____ TASK INPUTS

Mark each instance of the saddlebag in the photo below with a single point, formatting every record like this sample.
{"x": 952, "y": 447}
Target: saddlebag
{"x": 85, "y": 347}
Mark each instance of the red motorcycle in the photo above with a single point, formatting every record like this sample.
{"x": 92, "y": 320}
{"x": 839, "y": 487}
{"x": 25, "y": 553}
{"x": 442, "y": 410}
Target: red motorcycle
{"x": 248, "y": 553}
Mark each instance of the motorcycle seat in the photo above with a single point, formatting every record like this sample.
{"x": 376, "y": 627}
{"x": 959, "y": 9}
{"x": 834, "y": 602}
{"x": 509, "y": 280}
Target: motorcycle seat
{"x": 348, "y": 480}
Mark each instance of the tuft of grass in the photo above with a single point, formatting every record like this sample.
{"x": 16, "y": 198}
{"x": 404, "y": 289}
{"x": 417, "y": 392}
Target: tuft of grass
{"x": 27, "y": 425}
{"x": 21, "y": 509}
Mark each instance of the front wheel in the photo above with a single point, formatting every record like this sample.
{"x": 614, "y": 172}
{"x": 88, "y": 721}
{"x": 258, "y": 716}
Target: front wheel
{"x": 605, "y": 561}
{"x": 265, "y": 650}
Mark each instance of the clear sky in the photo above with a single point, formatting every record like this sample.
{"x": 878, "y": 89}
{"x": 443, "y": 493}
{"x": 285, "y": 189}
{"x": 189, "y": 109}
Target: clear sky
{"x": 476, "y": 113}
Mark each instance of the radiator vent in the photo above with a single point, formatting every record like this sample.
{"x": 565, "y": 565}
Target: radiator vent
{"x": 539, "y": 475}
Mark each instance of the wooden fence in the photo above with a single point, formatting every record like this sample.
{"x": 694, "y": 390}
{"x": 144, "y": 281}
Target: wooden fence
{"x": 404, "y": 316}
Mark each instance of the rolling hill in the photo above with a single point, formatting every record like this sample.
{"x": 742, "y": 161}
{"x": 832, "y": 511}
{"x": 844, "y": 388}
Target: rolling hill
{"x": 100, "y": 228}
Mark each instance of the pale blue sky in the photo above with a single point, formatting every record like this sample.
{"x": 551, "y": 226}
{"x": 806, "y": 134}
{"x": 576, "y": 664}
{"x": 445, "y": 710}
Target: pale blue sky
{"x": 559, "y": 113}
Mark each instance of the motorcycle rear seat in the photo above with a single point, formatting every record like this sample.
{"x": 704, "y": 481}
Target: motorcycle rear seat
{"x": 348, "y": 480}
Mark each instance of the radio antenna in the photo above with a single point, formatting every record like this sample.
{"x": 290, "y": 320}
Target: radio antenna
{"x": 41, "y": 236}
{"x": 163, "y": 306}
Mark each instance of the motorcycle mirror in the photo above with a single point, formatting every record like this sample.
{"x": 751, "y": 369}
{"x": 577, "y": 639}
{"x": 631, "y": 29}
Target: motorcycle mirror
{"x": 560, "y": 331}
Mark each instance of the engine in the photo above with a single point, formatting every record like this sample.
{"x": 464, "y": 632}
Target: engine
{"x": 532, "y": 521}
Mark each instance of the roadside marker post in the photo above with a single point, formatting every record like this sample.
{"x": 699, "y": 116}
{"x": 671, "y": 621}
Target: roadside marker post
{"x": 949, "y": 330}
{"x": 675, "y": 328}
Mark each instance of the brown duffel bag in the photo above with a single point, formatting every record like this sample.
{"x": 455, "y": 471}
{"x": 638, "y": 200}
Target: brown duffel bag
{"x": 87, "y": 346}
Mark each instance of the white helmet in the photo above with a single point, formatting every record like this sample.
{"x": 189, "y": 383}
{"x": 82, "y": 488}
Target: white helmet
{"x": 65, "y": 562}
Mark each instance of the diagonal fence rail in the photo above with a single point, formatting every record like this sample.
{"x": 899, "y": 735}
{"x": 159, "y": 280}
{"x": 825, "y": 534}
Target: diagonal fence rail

________

EXERCISE DETAILS:
Which lines of the listing contain the string "rail"? Copy each of them.

RESULT:
Mark each instance of the diagonal fence rail in the photo above with a single point, formatting every record like this sample.
Target: diagonal fence rail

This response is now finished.